(Beginning of Document text)
Even when the connection is obvious--as it was in the case of legendary former Steeler and Hall of Famer Mike Webster--they still put the screws in ways that would make tobacco executives proud:
As a personal-injury lawyer, Fitzsimmons thought what he saw in Webster was an obvious case of a man suffering a closed-head injury—the kind he’d seen plenty of times in people who had suffered through car crashes and industrial accidents. No fracture, no signs of physical damage to the skull, but sometimes severe psychiatric problems, memory loss, personality changes, aggressive behavior.
“Please help me,” Mike Webster said.
It took Fitzsimmons a year and a half to hunt down all of Webster’s medical records, scattered in doctors’ offices throughout western Pennsylvania and West Virginia. He sent Webster for four separate medical evaluations, and all four doctors confirmed Fitzsimmons’s suspicion: closed-head injury as a result of multiple concussions.
Fitzsimmons filed the disability claim with the NFL. There are several levels of disability with the NFL, and Mike Webster was awarded the lowest one: partial, about $3,000 a month.
Fitzsimmons said, “Oh, please.” He said if ever there was a guy who qualified for the highest, it was Mike Webster. The highest level was “total disability, football-related,” reserved for those who were disabled as a result of playing the game. It would yield Webster as much as $12,000 a month. Fitzsimmons said to the NFL, “Four doctors—all with the same diagnosis!”
(End of Document text)
(Beginning of Extracted data)
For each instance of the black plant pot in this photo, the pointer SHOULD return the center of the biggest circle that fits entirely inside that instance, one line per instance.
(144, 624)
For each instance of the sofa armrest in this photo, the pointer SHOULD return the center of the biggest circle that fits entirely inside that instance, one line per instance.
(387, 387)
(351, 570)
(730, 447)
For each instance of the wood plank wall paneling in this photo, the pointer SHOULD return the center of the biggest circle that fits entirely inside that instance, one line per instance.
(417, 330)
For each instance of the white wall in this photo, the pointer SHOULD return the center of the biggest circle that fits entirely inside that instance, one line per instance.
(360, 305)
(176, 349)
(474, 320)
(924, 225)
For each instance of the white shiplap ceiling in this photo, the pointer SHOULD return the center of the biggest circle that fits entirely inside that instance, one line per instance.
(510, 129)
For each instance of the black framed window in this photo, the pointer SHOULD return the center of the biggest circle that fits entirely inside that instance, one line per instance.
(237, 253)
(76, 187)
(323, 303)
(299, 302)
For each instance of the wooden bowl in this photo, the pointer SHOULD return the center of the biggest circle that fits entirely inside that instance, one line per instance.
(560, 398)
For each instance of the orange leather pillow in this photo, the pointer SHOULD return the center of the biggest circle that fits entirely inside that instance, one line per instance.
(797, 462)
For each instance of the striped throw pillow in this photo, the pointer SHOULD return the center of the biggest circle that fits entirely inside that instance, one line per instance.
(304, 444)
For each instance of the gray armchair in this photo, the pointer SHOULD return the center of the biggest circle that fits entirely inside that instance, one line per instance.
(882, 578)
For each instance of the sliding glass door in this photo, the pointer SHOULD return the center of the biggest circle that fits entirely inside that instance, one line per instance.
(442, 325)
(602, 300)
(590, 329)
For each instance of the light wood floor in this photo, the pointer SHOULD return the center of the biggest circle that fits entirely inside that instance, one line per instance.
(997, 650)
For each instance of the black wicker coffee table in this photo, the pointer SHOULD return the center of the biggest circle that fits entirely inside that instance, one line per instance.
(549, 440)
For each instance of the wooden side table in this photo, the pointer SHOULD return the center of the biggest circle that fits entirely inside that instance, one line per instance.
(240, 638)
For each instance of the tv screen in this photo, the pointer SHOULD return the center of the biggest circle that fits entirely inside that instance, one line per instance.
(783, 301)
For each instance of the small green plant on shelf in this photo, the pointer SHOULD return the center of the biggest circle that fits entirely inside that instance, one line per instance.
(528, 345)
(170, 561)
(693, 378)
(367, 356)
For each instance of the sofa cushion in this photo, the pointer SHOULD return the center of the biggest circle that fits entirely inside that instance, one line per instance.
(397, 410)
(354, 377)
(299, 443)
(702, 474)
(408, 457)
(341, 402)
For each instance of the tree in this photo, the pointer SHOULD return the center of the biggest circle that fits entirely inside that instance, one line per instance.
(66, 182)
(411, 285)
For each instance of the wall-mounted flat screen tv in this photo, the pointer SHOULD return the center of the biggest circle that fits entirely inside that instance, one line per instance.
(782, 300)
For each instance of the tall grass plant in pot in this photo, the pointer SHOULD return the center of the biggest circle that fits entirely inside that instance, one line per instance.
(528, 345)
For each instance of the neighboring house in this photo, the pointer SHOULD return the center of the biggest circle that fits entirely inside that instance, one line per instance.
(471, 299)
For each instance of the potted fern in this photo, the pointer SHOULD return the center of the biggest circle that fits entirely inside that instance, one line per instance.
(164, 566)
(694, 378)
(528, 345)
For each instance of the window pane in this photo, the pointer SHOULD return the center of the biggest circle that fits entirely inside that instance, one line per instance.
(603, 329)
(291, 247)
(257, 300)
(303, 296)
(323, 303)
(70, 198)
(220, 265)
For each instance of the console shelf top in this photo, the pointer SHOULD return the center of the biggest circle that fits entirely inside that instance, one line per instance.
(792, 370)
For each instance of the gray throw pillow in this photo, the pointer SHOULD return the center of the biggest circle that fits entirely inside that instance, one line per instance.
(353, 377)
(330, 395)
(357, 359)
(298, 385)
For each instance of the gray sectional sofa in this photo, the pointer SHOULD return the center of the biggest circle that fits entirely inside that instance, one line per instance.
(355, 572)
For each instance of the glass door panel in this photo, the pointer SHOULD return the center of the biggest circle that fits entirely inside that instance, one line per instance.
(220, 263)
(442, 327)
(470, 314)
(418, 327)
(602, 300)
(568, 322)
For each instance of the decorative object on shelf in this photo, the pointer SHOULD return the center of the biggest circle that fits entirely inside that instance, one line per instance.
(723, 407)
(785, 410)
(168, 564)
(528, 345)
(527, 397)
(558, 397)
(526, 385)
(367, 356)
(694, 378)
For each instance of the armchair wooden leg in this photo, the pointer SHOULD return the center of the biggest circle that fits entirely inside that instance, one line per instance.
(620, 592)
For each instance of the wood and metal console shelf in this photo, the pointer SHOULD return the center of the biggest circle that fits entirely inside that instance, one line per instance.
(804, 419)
(End of Extracted data)
▸ Problem description: In the passage about Mike Webster, what level of NFL disability was Webster awarded when the claim was first filed? These rows were drawn from a separate source, unrelated to the text.

▸ Answer to this exercise: The lowest level, partial disability, worth about $3,000 a month.